*DIRECTIONS*.
1. Answer these from the biography of Richard Kapelwa Kabajani:
(a) In which village was Kabajani born?
(b) Over which years did he serve as Deputy Secretary for Defence for PLAN?
(c) Where did he take part in negotiations for the United Nations Plan for Namibia in 1984?
2. Carry on the biography of Richard Kapelwa Kabajani from the point where it stops.

*DOCUMENT PASSAGE*.

^^^^

Richard Kapelwa Kabajani – A PLAN fighter, diplomat and politician (1943 – 2007)

Home Editorial Richard Kapelwa Kabajani – A PLAN fighter, diplomat and politician (1943 – 2007)

By Mwaka Liswaniso

RICHARD Kapelwa Kabajani was a PLAN fighter,  diplomat and politician who was born in 1943 in Ivilivinzi village, some 117km from Katima Mulilo. 

He was the third son in a family of ten other siblings – five male and five female.

He attended Ngoma Primary School and Mulumba Missionary School, and was a classmate of fellow People’s Liberation Army of Namibia (PLAN) combatant Greenwell Matongo and the exiled former chief of the Mafwe, Boniface Bebi Mamili.

His biography at the National Museum of Namibia states: “He attended school in Botswana from 1955 to 1966 and during this period he developed an interest in politics. In 1964 he joined Swapo and was sent to the then Northern Rhodesia – now Zambia – and later to Mbeya in Tanzania for military training.” 

During the war for independence, Kabajani was one of the first fighters to engage the South African Defence Force in the northeast. He was one of the commanders who opened up the Eastern Front in 1967 and was elected as a member of the Central Committee. He served as the Deputy Secretary for Defence for PLAN, holding the position from 1970 to 1985. 

Kabajani was appointed as the SWAPO secretary for defence after the demise of the veteran PLAN fighter Peter ‘Ndilimani’ Nanyemba and was later appointed as the special assistant to Swapo leader Sam Nujoma. 

He participated in the negotiations for the United Nations Plan for Namibia in Geneva in 1981, Lusaka and Cape Verde in 1984.

^^^^

*DATASET ENTRIES*.
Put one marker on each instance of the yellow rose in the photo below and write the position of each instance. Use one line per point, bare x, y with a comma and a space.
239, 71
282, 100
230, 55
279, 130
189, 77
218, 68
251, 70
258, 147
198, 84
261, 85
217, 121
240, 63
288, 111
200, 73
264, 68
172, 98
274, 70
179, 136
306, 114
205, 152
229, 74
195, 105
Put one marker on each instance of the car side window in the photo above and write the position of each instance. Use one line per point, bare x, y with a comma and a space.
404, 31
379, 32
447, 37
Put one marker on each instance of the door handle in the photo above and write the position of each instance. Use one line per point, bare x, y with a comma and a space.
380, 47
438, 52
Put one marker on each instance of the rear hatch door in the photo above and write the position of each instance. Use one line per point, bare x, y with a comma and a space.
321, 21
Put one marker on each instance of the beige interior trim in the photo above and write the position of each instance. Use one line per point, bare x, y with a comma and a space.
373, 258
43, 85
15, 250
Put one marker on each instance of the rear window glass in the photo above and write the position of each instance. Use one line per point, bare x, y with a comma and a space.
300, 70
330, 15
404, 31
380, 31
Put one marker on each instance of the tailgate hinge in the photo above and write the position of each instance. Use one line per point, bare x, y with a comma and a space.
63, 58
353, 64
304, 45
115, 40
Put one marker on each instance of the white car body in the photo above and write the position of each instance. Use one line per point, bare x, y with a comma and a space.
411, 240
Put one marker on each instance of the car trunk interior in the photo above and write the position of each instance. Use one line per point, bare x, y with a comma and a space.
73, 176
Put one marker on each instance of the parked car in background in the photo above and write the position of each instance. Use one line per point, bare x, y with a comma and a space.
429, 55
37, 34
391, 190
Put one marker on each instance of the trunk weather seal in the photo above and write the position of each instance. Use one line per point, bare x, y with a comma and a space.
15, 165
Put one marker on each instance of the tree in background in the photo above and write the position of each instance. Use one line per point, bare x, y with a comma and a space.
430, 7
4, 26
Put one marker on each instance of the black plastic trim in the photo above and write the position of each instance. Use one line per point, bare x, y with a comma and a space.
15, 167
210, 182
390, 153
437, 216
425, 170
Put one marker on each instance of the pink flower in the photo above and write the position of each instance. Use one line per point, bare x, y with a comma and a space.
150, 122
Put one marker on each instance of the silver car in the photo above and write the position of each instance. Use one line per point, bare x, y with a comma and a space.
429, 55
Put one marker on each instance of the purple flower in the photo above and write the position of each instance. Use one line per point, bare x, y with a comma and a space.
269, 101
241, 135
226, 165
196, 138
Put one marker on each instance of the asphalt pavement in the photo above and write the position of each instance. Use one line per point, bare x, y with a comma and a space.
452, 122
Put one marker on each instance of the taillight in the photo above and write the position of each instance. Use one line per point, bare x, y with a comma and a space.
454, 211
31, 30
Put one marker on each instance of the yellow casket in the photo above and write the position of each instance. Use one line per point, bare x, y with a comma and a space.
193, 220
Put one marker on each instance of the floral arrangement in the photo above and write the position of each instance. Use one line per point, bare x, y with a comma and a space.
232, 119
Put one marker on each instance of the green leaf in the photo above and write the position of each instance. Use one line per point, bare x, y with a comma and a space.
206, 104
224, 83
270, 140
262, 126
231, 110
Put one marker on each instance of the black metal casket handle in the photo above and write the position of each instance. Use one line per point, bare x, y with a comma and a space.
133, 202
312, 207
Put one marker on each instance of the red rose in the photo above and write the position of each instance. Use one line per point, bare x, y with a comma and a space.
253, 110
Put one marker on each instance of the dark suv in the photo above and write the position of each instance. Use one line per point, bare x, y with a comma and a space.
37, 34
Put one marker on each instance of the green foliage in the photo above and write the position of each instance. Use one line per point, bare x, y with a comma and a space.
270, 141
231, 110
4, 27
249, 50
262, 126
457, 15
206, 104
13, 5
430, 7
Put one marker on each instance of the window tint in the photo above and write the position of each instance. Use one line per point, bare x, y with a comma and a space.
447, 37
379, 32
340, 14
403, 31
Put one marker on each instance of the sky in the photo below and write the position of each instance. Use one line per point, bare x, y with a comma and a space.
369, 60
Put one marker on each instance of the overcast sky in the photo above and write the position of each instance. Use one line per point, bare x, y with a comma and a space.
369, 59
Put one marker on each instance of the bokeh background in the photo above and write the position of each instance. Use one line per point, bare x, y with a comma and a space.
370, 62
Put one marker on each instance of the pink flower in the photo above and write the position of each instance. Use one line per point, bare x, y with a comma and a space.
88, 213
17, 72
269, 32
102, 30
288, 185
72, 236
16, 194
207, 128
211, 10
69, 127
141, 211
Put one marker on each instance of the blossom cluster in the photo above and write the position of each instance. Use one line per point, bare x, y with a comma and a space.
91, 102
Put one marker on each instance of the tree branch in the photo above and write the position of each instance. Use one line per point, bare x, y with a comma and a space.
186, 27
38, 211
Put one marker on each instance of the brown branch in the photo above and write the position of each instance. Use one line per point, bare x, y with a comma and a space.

^^^^

*RESULTS FOR THE EXERCISE*.
1.
(a) Ivilivinzi village, some 117km from Katima Mulilo.
(b) From 1970 to 1985.
(c) Lusaka and Cape Verde.

2.
At independence Kabajani was elected to the Constituent Assembly and helped to write the Namibian Constitution. He later served in the 1st and 2nd National Assemblies and was the first minister of the then ministry of works, transport and communication.

An article by his younger brother Kamwi Kabajani says: “He spent some days in Mbeya before he was taken to a military training camp in Kongwa by fellow PLAN combatant Tobias Hainyeko. There he spent two years in training. Ba Kapelwa, as he was known by his peers, was taken to Kongwa by Tobias Hainyeko. All freedom fighters from Mozambique, Angola, Zimbabwe, Namibia and Zimbabwe were trained at Kongwa.

“During the period 1977 to 1978 he trained in the former Soviet Union as a PLAN commander of the mechanized infantry brigade.

“In 1996 he served as the minister of youth and sport until his retirement from Cabinet at the end of government’s second term when he was appointed as the Ambassador to Cuba.”

Kabajani died of heart failure in 2007 in Katima Mulilo State Hospital and was interred at the Heroes’ Acre in Windhoek with full military honours.

He was the first person from the Zambezi Region to be interred at Heroes’ Acre.